■ Required task
Copy the lines from the one containing "soft top. What are its box coordinates?" through the one containing "[834,631,877,670]", inclusive, with no changes.

--- START Supplied data ---

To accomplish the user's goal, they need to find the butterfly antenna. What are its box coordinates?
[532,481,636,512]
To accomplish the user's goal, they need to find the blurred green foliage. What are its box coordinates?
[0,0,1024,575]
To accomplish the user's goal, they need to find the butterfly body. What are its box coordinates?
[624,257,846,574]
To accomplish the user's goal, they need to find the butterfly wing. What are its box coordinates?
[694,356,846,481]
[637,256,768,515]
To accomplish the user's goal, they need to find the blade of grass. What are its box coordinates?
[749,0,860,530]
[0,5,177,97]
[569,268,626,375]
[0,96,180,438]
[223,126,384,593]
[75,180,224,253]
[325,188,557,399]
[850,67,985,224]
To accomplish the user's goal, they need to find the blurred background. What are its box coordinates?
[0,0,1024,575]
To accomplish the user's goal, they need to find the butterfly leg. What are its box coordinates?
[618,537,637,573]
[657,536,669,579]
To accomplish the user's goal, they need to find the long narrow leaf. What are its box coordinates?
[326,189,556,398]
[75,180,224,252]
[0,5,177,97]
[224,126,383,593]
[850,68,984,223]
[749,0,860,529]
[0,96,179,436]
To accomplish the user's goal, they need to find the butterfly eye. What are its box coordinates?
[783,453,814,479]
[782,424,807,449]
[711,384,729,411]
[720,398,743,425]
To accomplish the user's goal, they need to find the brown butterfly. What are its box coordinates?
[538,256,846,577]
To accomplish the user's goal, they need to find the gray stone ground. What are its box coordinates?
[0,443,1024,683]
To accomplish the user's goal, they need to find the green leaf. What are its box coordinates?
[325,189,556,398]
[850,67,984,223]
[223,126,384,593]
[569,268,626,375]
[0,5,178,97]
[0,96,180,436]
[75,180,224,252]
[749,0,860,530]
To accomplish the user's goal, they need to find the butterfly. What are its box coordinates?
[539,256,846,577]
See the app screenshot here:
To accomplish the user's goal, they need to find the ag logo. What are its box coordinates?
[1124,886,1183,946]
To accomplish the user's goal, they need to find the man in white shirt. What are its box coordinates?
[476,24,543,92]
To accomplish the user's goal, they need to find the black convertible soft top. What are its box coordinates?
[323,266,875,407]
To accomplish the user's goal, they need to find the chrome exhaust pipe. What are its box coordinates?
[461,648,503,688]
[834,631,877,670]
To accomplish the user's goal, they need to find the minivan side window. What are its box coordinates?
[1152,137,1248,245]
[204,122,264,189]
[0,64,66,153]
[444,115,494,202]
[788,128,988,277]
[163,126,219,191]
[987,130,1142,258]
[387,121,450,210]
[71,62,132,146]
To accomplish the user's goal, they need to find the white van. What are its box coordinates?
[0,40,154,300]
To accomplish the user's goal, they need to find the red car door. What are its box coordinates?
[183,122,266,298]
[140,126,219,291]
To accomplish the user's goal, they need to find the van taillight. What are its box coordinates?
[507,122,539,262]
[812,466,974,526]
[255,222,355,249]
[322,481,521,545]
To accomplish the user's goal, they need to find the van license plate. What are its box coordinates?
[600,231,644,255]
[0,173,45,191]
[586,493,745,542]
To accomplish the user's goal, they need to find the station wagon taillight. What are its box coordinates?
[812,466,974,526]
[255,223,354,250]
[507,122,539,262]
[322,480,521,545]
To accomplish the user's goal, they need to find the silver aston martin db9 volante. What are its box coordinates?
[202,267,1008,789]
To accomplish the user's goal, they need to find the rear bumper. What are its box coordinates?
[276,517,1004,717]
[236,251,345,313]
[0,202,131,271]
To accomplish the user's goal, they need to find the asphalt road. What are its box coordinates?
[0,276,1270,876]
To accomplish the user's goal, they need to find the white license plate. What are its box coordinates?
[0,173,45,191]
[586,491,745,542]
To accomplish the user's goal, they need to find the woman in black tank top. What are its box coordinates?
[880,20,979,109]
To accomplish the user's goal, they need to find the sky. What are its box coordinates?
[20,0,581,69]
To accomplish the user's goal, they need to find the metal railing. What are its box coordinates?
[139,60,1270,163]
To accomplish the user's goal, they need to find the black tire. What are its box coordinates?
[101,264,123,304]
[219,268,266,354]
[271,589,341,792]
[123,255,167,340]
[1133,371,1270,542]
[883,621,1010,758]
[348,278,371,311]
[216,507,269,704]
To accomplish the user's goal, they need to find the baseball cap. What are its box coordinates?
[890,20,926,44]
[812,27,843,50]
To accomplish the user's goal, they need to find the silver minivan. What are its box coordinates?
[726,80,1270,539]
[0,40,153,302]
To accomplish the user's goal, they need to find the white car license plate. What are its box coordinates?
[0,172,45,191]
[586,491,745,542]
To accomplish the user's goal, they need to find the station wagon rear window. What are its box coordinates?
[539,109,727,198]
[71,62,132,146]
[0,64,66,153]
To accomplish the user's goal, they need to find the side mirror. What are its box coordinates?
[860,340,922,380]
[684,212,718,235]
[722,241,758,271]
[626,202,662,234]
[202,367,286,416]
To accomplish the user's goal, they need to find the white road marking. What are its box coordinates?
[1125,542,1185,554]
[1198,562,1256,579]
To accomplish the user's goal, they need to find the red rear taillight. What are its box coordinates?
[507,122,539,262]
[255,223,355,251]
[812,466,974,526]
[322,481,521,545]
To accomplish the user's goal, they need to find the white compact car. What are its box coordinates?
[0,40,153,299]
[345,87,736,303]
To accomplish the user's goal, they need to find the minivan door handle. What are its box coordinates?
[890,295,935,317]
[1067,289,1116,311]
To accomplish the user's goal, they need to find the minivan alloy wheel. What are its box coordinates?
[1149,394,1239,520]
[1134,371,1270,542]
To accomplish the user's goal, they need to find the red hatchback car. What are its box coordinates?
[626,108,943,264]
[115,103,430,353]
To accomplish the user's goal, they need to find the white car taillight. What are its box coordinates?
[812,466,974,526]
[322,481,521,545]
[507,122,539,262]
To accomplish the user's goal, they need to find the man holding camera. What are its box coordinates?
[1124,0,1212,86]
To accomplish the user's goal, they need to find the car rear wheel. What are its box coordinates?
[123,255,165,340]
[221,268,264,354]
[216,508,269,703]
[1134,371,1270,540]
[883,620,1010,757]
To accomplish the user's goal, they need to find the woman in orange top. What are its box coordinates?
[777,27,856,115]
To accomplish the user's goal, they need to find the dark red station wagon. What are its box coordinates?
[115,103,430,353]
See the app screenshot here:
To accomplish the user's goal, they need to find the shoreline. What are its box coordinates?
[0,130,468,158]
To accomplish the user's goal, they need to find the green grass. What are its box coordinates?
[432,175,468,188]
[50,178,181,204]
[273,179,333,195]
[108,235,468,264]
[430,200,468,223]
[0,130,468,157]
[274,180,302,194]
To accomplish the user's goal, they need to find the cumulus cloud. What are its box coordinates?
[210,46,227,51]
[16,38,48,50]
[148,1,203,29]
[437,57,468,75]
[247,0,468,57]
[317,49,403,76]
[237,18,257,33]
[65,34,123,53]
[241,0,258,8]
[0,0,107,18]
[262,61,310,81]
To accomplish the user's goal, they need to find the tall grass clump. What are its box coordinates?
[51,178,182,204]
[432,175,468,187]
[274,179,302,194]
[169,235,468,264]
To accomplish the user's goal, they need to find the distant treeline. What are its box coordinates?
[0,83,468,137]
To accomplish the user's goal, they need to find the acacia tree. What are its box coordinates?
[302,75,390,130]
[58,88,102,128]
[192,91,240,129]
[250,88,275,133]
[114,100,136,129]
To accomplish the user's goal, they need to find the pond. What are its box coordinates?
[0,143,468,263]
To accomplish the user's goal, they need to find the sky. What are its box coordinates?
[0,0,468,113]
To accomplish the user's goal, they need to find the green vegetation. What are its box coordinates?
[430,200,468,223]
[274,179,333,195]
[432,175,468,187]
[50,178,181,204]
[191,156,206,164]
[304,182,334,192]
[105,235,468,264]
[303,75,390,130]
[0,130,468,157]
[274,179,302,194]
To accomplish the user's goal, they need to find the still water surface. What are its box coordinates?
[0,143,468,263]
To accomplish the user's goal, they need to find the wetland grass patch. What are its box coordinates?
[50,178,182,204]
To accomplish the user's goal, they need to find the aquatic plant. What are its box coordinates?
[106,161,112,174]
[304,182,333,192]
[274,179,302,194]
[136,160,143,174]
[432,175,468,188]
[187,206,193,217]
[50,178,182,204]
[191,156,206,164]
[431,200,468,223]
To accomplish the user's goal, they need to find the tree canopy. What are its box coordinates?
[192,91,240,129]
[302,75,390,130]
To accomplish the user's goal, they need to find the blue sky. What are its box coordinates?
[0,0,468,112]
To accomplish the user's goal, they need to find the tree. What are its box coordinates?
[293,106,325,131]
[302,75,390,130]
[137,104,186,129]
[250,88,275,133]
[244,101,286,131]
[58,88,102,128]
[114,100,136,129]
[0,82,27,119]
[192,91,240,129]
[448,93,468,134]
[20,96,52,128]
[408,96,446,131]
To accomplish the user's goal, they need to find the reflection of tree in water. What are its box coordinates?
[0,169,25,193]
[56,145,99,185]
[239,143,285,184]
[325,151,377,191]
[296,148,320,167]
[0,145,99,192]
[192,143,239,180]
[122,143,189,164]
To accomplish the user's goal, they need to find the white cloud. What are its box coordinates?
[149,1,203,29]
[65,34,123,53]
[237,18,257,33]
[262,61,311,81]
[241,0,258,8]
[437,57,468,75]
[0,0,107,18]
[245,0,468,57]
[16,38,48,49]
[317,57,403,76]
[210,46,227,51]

--- END Supplied data ---

■ Solution to this task
To accomplish the user's goal, they need to find the black convertible soft top. What are its box coordinates?
[323,266,875,407]
To accomplish the user's goal, they need to find the chrome exhaust pipe. What are its box coordinates?
[461,648,503,688]
[834,631,877,670]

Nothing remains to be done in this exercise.